Job — Repeat word for word the part of the passage on ONIX-to-MARC mapping starting at "The ONIX standard" and ending at "upon record importation.".

The ONIX standard allows for numeric classification and topical headings. Although the EPICS data dictionary allows tagging specific schemes, including LCSH, Dewey, and LCC, the Wiley example does not include these fields. Publishers may opt to use the BIC subject list ( http://www.bic.org.uk/subcat.doc), which is substantially shorter than LCSH (111 pages vs. 4 thick volumes). If LCSH has been used, libraries would want to retain them. If the BIC list or local publisher subjects, it is assumed these would map to a 69x or 653 field. Many libraries have set up their local import tables to remove 69x upon record importation.

Descriptive fields

As noted above, some information associated with the access fields are added to the note fields. Edition, language, extent of item, audience, publisher place name and date can be mapped into appropriate MARC21 fields. Although the weight of the book has not been mapped into MARC, the width and thickness as well as the height are mapped into $c in the 300 field. Since this information is rarely used for mass-marketed titles, it is surprising that this information has been retained. It leaves the burden on the cataloging community to update the field. Codes will need to be converted, as in the case of audience, supporting text in order to map to and display in the appropriate field. The ONIX metadata permits links to image/audio/video files. The links have been mapped to the 856 field $u and the various codes being translated into a phrase in the $3 or $z. Since most libraries do not retain the book jackets, this might be interesting to some of the patrons. Another valuable source of information is information about any prizes the title has won (586 field). This can help the library collection developer and the patron evaluate the appropriateness of the work. Normally, this information is reserved for the belles letters.

Dataset content —
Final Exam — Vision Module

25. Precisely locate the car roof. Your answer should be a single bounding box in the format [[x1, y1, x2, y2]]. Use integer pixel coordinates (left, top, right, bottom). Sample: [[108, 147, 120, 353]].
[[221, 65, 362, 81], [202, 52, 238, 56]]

Response —
The ONIX standard allows for numeric classification and topical headings. Although the EPICS data dictionary allows tagging specific schemes, including LCSH, Dewey, and LCC, the Wiley example does not include these fields. Publishers may opt to use the BIC subject list ( http://www.bic.org.uk/subcat.doc), which is substantially shorter than LCSH (111 pages vs. 4 thick volumes). If LCSH has been used, libraries would want to retain them. If the BIC list or local publisher subjects, it is assumed these would map to a 69x or 653 field. Many libraries have set up their local import tables to remove 69x upon record importation.